Provided passage:
start

For a more in-depth look, Jung's descriptions of each go into great detail, and are preferred.


----------



## Chamondelle (Sep 8, 2013)

mirrorghost said:


> i am similar in a way, i don't get it! except my Ne is higher, but my Ni is the next in the stack always, so it goes Fi/Ne/Ni..i started thinking maybe i was really INFJ but i am Fi all the way so i don't even know anymore. someone yesterday said it makes more sense in socionics, so i've begun researching that again (because it never makes much sense to me.)


I know, my orders are Fi Ni Ne Si Ti Te Fe Se last time I tested in keys2cognition. My ENFP friend has Ne Fi Fe. my INTJ is more even messed up in orders. (4w5 INTJ seems to have high jolted Fi)
Then we searched through the definition of this result, and give up, lol 

Not really bothered by now. MBTI is like mixing paints. Blue + Red : sometimes purple, sometimes another shades of it... sometimes unclear. But you're still Blue + Red.


----------



## Ollyx2OxenFree (Feb 2, 2012)

Word Dispenser said:


> However... If you are an INFJ, and utilize Ni, you would use Ne as your role function. Meaning Ni would be priority. And you'd mock Fi, having a good use of it, but not really value it. You'd then have a dislike and/or improper use of Te. As Se would be the lowest function, you would not be able to produce or utilize it for yourself, but you would enjoy it in others.


Good although Ne is the ignoring function, Si being the role for IEI/NiFe.


----------



## The_Wanderer (Jun 13, 2013)

end

Record set:
start

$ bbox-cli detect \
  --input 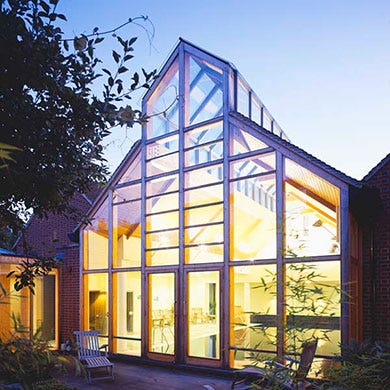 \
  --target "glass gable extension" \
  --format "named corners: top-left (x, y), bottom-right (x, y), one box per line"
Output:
top-left (81, 41), bottom-right (348, 368)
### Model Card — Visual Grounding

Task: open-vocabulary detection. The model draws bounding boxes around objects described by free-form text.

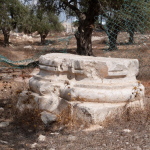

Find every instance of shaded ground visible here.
[0,33,150,150]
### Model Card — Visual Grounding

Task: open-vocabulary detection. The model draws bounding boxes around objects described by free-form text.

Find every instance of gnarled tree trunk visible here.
[75,24,93,56]
[106,21,121,51]
[2,27,10,47]
[40,34,47,45]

end

Objective 1:
Collect every line of the records that contains the string "visible", treating upper and lower case as different.
Objective 2:
Carry on the forum thread about MBTI functions from the point where it stops.

Written response 1:
Find every instance of shaded ground visible here.
Find every instance of gnarled tree trunk visible here.

Written response 2:
Word Dispenser said:


> To show some _brief _descriptions of cognitive functions that I prefer


The typology community would be so much better if people read and understood those descriptions of the cognitive functions.


----------



## avinje (Sep 24, 2014)

Extraverted intuition is when you work on ideas and concept. Connecting all kind of abstract "wires" to eachother. Always adding new stuff and connecting them. It's very hard for people with extraverted intuition to make decisions, since something new comes up the next day. People with extraverted intuition gets bored really easily. Always have an urge to do something new. 

Introverted intuition is really hard to explain, especially since I don't have it myself. But it kinda works like the opposite. Instead of adding stuff to theory, you will instead reduce it. Instead of having multiple paths to take, you rather want to narrow it down to a single path. Another thing with introverted intuitiong is that you see pictures rather than words. You talk with pictures instead of words. May sometime be hard to explain to another person, since it's a picture.


----------



## Bahburah (Jul 25, 2013)

This is what I think the problem is with most INFPs and INTPs.

They think they are using Ni (sure they are using intuition in a more internal way) but really they just have an dominant introverted rational function (Fi,Ti) and really good Ne that so they don't notice, and think is Ni.

Having Ne as a higher function you almost don't even have to think about it, Ne will just go.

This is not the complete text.